(Your task) Repeat the listing below word for word, from its first line through the line that contains "x=182, y=17", including that line. Leave out the pictures.

Data records:
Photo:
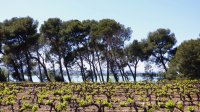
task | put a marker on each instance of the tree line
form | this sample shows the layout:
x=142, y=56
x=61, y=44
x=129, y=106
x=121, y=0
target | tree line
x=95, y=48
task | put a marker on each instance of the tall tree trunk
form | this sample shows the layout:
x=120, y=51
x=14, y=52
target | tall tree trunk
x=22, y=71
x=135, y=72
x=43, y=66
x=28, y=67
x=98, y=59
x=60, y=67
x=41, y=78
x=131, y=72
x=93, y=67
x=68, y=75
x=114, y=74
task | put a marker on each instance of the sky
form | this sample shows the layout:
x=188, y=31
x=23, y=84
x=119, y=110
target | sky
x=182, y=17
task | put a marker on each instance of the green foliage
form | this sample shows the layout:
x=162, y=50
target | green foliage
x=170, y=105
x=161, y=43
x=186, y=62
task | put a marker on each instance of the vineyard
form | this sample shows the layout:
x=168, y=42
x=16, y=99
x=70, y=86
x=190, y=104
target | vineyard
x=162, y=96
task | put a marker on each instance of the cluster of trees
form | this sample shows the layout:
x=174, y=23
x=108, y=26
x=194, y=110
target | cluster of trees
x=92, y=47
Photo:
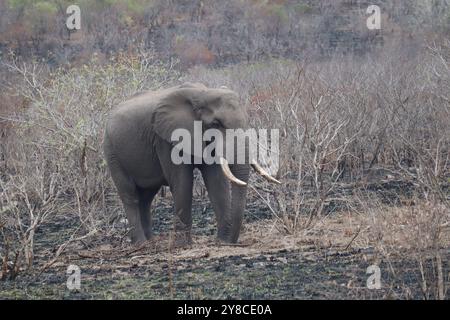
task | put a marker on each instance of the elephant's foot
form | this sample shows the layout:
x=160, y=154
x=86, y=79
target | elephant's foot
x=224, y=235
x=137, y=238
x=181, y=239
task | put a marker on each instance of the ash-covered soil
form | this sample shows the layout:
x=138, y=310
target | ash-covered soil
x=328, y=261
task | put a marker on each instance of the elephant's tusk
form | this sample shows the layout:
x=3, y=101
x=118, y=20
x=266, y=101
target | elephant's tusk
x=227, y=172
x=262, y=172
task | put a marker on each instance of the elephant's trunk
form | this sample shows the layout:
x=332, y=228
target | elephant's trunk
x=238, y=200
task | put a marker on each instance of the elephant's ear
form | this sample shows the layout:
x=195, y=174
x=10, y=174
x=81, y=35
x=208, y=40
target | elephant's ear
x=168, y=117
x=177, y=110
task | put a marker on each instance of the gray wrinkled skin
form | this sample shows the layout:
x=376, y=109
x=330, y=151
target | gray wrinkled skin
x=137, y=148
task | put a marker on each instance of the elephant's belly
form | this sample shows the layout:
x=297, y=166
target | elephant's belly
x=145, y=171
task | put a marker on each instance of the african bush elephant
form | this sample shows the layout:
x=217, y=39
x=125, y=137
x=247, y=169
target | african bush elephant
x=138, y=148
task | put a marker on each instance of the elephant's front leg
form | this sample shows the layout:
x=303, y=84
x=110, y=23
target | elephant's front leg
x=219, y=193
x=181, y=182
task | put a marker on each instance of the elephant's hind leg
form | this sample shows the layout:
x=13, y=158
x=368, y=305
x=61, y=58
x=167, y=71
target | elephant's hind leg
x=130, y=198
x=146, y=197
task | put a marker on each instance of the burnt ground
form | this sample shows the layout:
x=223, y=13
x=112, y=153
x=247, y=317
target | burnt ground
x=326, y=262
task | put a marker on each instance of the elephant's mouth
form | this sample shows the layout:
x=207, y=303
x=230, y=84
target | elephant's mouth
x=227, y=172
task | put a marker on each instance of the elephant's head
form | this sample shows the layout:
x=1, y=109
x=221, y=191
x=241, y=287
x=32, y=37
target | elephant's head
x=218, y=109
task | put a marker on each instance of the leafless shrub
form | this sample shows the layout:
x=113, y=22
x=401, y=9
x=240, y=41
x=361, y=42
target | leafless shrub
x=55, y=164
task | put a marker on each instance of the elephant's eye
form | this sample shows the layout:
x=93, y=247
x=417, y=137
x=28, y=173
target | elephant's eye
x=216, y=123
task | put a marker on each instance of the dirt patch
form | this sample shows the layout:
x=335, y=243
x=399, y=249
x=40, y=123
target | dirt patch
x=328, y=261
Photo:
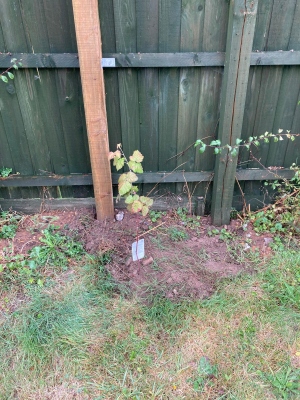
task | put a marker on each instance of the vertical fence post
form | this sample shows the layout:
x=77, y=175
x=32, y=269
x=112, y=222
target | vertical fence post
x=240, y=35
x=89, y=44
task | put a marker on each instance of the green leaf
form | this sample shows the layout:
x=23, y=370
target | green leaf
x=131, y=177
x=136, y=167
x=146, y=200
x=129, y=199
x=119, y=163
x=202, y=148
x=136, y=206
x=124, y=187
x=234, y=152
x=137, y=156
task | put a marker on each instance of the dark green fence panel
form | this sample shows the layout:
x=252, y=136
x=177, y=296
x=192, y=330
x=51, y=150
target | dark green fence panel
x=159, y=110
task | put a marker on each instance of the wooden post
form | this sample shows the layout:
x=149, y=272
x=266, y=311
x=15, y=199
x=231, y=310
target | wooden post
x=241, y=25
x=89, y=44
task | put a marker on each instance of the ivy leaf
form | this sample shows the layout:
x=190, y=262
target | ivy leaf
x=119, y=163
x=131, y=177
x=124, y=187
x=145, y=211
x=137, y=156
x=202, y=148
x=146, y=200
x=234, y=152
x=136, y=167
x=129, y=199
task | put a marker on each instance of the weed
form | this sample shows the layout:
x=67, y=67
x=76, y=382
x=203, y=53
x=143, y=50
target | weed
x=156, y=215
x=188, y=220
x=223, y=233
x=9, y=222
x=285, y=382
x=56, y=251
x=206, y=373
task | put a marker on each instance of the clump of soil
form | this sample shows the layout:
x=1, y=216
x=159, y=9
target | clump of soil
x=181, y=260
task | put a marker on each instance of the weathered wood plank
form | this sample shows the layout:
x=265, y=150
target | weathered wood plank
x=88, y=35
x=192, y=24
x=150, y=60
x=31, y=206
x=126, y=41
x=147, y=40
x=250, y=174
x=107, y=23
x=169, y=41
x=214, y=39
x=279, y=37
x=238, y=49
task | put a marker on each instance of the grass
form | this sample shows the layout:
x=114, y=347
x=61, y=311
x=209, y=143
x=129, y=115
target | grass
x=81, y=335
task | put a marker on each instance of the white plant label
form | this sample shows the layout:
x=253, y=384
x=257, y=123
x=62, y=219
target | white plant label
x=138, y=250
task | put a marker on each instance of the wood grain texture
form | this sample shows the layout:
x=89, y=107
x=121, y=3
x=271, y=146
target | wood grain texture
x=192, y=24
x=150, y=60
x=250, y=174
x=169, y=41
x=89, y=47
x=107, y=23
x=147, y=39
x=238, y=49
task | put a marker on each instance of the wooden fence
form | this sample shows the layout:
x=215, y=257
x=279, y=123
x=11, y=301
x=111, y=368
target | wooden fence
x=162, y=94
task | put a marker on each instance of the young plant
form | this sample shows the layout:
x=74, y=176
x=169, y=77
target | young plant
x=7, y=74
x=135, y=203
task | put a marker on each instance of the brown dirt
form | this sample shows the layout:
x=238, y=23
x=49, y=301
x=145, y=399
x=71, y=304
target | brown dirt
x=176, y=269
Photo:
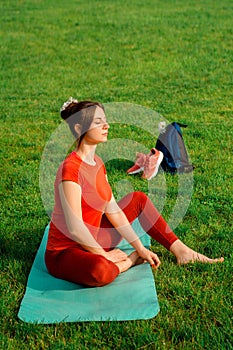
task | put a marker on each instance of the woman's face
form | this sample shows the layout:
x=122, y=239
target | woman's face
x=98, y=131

(Result)
Photo:
task | put a marker on each instance of the tree line
form | this sample shows the layout:
x=142, y=56
x=61, y=44
x=129, y=106
x=121, y=0
target | tree line
x=95, y=48
task | put a marker on each instance of the tall tree trunk
form | this sample shows the layout:
x=120, y=51
x=14, y=52
target | tall tree trunk
x=22, y=71
x=135, y=72
x=43, y=66
x=28, y=67
x=98, y=59
x=60, y=67
x=41, y=78
x=131, y=72
x=93, y=67
x=68, y=75
x=114, y=74
task | put a marker on each instance of the sky
form | this sample shows the layout:
x=188, y=31
x=23, y=84
x=119, y=110
target | sky
x=182, y=17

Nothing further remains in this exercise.